Material provided section start
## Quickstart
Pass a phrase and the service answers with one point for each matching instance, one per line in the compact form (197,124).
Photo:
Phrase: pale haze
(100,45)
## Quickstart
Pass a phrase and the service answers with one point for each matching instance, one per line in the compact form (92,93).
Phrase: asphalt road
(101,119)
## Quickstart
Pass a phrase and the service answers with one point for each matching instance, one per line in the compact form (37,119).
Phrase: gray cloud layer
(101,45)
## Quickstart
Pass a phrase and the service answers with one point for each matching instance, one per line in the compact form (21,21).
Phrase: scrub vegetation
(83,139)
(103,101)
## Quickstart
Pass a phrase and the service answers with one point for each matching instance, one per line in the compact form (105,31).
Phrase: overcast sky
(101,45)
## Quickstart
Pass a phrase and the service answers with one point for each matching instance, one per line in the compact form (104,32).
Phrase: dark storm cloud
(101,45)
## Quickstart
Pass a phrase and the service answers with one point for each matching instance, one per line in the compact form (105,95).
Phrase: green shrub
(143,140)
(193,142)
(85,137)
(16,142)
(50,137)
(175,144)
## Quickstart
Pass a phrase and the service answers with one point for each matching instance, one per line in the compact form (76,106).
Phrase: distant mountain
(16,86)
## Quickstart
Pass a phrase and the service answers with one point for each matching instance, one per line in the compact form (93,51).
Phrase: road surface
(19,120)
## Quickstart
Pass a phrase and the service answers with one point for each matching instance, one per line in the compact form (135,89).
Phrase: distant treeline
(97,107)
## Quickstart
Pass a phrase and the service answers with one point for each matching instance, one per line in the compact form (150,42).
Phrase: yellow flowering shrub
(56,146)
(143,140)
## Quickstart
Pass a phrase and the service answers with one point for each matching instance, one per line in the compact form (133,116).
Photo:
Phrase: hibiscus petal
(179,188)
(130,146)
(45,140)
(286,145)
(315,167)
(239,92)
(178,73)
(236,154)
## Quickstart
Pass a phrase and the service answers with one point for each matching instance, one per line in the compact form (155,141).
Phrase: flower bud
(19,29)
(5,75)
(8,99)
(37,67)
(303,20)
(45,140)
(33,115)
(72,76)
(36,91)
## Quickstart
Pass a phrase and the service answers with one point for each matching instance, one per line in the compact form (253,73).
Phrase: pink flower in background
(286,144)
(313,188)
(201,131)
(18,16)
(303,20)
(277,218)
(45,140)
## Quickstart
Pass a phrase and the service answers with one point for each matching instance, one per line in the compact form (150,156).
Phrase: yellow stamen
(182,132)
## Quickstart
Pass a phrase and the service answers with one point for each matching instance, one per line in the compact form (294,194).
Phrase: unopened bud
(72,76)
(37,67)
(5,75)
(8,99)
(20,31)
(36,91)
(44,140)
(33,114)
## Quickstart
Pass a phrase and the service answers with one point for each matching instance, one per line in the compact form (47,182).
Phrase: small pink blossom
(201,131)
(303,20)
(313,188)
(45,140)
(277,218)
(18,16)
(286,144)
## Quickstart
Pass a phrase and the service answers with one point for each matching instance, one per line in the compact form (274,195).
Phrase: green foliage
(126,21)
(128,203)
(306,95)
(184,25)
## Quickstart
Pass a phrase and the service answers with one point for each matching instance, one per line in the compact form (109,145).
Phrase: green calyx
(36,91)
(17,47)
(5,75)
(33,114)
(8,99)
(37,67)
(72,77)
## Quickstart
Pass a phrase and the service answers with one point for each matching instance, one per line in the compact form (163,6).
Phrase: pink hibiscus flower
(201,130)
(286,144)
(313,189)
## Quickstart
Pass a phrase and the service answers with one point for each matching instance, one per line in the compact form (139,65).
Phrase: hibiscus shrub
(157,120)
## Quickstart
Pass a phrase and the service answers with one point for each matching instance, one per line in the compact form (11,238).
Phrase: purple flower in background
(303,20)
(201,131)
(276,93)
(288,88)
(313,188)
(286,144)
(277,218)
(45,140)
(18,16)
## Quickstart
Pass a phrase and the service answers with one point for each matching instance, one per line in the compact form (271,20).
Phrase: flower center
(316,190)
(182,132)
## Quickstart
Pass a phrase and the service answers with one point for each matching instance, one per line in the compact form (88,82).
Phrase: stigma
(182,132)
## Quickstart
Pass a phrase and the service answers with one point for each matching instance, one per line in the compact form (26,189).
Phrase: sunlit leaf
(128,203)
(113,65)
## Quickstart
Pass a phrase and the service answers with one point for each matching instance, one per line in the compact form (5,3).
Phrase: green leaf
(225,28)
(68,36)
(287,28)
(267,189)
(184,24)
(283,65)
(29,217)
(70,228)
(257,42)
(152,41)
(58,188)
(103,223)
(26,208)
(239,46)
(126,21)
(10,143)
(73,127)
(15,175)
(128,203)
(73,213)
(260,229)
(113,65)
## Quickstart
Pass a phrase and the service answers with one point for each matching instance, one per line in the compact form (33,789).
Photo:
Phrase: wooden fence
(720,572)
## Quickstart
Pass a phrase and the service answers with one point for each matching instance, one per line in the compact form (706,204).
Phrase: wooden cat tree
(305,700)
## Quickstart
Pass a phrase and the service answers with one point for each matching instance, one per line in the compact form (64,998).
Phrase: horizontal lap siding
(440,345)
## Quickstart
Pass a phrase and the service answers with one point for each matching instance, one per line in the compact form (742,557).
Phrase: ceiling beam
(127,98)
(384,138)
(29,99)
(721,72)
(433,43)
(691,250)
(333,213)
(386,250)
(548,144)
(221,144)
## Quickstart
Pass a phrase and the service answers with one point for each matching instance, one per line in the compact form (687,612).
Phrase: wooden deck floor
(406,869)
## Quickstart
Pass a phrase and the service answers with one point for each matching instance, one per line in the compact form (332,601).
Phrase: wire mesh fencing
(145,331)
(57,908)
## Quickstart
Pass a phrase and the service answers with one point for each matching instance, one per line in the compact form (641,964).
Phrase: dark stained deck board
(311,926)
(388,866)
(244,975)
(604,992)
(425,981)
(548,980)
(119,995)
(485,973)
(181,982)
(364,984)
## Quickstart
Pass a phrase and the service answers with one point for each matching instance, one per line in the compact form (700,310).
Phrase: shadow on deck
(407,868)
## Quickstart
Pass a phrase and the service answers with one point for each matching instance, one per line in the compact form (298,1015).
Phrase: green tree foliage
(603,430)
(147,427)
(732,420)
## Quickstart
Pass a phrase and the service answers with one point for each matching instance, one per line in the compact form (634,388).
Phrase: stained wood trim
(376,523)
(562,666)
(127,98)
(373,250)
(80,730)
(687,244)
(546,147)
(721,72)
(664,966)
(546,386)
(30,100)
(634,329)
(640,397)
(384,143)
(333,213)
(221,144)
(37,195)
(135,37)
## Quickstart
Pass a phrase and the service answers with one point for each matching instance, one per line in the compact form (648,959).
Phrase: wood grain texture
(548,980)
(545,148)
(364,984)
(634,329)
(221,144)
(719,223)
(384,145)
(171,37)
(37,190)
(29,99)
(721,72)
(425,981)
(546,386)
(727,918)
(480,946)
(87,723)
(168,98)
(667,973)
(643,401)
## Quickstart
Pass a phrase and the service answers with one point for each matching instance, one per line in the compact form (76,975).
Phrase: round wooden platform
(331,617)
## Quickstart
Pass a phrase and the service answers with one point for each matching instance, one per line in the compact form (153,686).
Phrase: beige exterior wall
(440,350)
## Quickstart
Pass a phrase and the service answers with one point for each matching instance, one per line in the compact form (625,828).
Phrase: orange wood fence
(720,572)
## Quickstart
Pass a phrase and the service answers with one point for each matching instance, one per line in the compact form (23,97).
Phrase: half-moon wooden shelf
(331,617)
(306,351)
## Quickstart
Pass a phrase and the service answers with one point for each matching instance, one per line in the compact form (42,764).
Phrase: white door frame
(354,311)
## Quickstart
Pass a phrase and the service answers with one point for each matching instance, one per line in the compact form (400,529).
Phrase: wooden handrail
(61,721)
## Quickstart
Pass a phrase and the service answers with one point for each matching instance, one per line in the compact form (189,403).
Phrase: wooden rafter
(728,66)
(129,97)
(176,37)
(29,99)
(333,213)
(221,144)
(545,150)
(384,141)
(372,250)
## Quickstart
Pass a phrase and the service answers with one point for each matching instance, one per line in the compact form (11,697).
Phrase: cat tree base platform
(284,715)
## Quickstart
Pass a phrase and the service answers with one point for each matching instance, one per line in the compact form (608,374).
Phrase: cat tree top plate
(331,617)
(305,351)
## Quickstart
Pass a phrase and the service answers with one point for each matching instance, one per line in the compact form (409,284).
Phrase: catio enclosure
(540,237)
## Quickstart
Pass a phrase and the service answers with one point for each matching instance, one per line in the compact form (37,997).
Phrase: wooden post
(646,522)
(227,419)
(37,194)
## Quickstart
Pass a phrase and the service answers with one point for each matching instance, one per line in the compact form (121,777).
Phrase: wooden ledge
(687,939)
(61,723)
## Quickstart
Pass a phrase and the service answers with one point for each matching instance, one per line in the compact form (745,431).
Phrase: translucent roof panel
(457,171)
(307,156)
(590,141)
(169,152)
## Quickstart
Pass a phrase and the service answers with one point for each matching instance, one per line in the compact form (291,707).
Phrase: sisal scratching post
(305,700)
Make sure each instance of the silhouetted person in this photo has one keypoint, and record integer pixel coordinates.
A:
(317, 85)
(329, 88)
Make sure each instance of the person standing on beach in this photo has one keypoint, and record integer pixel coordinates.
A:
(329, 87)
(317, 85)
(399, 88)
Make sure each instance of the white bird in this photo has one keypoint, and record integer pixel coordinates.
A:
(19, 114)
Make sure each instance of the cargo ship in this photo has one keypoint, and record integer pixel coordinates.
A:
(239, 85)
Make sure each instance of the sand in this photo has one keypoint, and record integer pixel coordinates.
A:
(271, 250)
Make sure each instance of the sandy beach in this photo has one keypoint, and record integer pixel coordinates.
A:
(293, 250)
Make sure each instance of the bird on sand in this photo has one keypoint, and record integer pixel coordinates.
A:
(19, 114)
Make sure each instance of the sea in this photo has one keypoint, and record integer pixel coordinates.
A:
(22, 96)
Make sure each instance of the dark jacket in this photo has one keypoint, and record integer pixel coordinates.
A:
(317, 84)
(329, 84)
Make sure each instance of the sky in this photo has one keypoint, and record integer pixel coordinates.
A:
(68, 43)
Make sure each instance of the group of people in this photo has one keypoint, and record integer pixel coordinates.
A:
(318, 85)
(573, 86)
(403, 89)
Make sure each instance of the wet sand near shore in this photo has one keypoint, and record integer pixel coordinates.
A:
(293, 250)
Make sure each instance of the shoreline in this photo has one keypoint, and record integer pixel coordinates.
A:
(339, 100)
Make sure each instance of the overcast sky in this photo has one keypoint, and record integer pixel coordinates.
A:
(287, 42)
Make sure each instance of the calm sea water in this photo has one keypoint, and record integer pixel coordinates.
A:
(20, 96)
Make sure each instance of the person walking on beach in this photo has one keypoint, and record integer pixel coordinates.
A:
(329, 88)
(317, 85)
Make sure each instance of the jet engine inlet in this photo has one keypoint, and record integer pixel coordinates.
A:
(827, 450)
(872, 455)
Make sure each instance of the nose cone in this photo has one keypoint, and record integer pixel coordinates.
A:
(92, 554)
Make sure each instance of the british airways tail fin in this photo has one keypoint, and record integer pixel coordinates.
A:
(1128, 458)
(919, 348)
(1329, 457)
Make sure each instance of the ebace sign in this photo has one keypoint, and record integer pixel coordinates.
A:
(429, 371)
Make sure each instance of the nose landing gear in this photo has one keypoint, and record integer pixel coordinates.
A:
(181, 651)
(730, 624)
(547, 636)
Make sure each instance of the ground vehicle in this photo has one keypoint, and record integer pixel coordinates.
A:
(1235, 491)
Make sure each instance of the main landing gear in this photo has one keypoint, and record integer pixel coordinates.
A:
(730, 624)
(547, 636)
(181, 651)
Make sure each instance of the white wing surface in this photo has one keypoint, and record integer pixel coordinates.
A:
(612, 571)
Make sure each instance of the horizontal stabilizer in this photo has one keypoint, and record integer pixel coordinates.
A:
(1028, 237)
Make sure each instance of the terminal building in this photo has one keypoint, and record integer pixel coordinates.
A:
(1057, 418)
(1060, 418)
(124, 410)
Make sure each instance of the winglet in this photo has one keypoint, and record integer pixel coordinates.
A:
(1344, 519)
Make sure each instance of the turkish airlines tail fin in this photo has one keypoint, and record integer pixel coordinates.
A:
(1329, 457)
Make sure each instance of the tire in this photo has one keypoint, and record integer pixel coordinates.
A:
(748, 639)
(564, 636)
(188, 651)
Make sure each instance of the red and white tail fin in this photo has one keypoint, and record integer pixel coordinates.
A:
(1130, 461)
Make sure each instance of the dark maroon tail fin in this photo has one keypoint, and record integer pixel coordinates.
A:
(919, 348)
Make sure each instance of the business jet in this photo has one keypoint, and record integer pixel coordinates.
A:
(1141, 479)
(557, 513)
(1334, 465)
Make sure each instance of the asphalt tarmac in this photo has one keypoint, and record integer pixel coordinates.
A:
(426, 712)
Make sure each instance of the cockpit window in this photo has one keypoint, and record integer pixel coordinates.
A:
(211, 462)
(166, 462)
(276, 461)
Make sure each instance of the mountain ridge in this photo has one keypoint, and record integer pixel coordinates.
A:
Material provided section end
Problem
Whenever the string "gear" turns up in a line of the data, copy that line.

Response area
Make sure each instance of the nose landing gear in this photo has one keypoint, and record integer pixel coordinates.
Make sure each instance of the main landing gear in this photo has one keypoint, and record integer pixel coordinates.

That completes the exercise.